## What to produce
Reproduce the items from the line with "For the benchmark, pin each instance of the moth's antenna" through the end of the items, requests included, and shift each answer coordinate by adding 89 to every number. Leave the sample coordinates inside the requests unchanged.

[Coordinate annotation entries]
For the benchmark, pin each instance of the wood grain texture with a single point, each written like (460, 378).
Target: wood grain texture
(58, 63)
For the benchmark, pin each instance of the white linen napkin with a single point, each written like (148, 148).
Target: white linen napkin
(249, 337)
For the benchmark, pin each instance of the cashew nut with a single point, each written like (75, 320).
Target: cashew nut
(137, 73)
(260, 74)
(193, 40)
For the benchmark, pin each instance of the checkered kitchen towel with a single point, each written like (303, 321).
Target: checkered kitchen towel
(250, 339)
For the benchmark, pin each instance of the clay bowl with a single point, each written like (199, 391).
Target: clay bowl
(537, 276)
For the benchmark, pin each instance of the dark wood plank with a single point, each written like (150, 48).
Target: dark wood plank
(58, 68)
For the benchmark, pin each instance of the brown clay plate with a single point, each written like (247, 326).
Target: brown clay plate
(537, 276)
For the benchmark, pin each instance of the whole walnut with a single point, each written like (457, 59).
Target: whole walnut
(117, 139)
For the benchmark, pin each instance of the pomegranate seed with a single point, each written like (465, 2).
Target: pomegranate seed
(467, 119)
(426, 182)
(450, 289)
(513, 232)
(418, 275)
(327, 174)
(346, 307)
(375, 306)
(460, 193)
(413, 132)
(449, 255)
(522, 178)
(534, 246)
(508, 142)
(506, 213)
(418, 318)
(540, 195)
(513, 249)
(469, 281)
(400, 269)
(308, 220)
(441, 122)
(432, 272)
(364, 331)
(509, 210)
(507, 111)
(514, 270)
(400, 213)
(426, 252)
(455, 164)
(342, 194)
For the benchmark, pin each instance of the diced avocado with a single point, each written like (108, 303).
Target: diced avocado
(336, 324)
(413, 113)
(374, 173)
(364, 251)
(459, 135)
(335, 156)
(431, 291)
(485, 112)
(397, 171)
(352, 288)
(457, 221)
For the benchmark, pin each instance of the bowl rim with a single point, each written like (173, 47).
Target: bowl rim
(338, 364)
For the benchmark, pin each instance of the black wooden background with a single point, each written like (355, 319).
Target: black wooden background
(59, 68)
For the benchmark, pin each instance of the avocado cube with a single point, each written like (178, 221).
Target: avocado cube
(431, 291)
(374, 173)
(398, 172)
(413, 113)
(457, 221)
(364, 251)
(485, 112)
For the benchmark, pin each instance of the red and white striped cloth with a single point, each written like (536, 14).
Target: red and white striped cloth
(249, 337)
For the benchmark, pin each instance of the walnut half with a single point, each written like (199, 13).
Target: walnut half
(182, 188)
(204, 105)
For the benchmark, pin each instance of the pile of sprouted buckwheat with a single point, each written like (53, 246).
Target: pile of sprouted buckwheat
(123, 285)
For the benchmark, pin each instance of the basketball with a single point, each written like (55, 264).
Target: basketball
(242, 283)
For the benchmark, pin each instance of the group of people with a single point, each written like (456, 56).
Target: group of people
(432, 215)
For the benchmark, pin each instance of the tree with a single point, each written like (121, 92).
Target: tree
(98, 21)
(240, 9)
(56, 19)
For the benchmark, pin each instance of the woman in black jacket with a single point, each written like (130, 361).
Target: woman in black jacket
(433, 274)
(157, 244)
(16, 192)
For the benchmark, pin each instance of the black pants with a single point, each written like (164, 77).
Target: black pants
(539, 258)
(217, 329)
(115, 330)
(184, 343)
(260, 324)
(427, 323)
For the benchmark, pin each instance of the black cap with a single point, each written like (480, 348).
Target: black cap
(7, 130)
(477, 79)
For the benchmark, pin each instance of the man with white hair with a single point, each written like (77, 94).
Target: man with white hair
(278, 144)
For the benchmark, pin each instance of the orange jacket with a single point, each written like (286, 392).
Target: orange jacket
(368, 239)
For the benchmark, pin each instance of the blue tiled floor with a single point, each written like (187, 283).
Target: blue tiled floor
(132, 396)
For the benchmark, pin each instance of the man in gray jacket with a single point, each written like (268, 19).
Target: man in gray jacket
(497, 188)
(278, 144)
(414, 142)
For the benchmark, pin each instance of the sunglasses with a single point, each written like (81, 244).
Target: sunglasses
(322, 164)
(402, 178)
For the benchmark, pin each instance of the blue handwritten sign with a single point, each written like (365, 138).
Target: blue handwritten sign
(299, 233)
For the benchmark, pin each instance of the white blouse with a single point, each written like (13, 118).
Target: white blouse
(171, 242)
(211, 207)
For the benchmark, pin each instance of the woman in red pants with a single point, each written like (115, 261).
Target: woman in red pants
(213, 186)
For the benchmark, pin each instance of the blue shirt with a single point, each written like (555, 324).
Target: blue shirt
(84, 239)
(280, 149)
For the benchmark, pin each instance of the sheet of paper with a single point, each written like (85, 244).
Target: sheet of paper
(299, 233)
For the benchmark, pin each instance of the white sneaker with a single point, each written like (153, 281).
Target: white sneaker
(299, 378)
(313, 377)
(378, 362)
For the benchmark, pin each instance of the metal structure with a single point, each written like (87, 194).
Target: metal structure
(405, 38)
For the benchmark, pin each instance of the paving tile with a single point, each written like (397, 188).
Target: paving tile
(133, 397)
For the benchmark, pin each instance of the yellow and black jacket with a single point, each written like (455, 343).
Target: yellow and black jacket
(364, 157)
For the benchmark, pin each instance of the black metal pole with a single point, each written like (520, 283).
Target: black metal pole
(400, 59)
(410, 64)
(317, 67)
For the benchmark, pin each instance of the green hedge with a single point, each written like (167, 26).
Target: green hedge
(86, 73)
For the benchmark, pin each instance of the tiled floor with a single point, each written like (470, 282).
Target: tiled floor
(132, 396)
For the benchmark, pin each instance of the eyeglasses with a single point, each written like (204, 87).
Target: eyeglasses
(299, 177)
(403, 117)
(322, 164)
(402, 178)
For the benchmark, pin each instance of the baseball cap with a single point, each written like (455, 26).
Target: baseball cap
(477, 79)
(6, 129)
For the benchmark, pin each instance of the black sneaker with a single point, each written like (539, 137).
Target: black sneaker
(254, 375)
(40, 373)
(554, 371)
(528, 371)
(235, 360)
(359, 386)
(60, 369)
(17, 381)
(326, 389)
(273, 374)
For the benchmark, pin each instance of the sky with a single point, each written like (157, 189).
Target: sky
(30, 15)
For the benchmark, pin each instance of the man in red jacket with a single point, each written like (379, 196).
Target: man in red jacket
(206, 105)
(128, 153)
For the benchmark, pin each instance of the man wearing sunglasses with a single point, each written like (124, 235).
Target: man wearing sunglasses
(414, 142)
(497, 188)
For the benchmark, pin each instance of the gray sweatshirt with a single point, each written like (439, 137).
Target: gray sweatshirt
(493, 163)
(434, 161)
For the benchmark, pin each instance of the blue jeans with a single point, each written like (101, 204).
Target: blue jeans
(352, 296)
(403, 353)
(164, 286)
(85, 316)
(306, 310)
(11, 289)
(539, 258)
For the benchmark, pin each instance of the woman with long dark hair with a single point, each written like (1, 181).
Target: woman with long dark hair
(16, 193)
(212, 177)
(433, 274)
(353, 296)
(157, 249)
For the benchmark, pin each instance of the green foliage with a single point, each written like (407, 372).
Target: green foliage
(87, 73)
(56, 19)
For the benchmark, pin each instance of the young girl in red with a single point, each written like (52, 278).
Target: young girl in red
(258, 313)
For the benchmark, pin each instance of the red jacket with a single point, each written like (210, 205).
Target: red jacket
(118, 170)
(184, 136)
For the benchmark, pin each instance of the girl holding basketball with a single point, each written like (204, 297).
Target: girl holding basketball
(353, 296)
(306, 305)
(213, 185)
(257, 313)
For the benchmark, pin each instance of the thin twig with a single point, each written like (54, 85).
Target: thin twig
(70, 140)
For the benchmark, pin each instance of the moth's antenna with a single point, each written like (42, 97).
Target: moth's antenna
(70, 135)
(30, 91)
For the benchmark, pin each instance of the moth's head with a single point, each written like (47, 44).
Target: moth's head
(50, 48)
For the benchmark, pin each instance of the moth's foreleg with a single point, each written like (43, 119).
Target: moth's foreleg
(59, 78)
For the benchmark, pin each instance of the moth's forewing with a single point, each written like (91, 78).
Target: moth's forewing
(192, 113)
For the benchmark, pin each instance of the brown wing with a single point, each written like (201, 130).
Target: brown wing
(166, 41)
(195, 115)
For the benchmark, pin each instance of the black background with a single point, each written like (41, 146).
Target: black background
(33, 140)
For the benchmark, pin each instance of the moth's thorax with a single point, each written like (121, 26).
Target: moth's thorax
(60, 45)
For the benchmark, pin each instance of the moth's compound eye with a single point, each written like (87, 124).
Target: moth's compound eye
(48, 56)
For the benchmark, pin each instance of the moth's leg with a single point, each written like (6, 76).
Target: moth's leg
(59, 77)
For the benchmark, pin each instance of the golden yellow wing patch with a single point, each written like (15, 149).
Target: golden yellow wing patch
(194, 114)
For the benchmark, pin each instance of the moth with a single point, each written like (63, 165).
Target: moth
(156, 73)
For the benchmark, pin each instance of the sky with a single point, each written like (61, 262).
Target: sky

## Full answer
For the benchmark, pin each instance of the moth's antenna with a single point, each written like (42, 97).
Target: moth's antenna
(159, 224)
(119, 180)
For the benchmark, pin each instance of the moth's head with a single point, each written like (47, 44).
Target: moth's head
(139, 137)
For the benchmark, pin each instance of the moth's foreleg with a single point, each written like (43, 119).
Target: moth's foreleg
(148, 167)
For the benchmark, pin each instance of the moth's forewing with a single point, each written like (91, 78).
Target: moth's forewing
(281, 202)
For the benchmark, pin each instance of the brown wing with a single point, each written like (201, 130).
Target: brown wing
(255, 130)
(284, 204)
For the benchmark, pin each instance of the black background with a single point, each written like (41, 146).
Target: black background
(122, 229)
For the benchmark, pin each instance of the moth's thorax with a single point, each written like (121, 26).
Target: moth's thorax
(149, 134)
For the benchmark, pin each instance of the moth's compound eye with a single point, each written like (87, 124).
Target: moth's compound eye
(137, 145)
For the benchmark, pin each instance of the moth's leg with a single point, each written like (6, 76).
Target: moth's leg
(148, 166)
For the benchmark, pin each instance of the golden yellow wing patch with a single point, each written like (15, 149).
Target: golden yellow wing patch
(283, 203)
For the benchmark, pin each instance of the moth with a single point, each written like (63, 165).
Target: moth
(245, 162)
For the benchmark, pin each instance of the sky with a single point, each written like (61, 262).
Target: sky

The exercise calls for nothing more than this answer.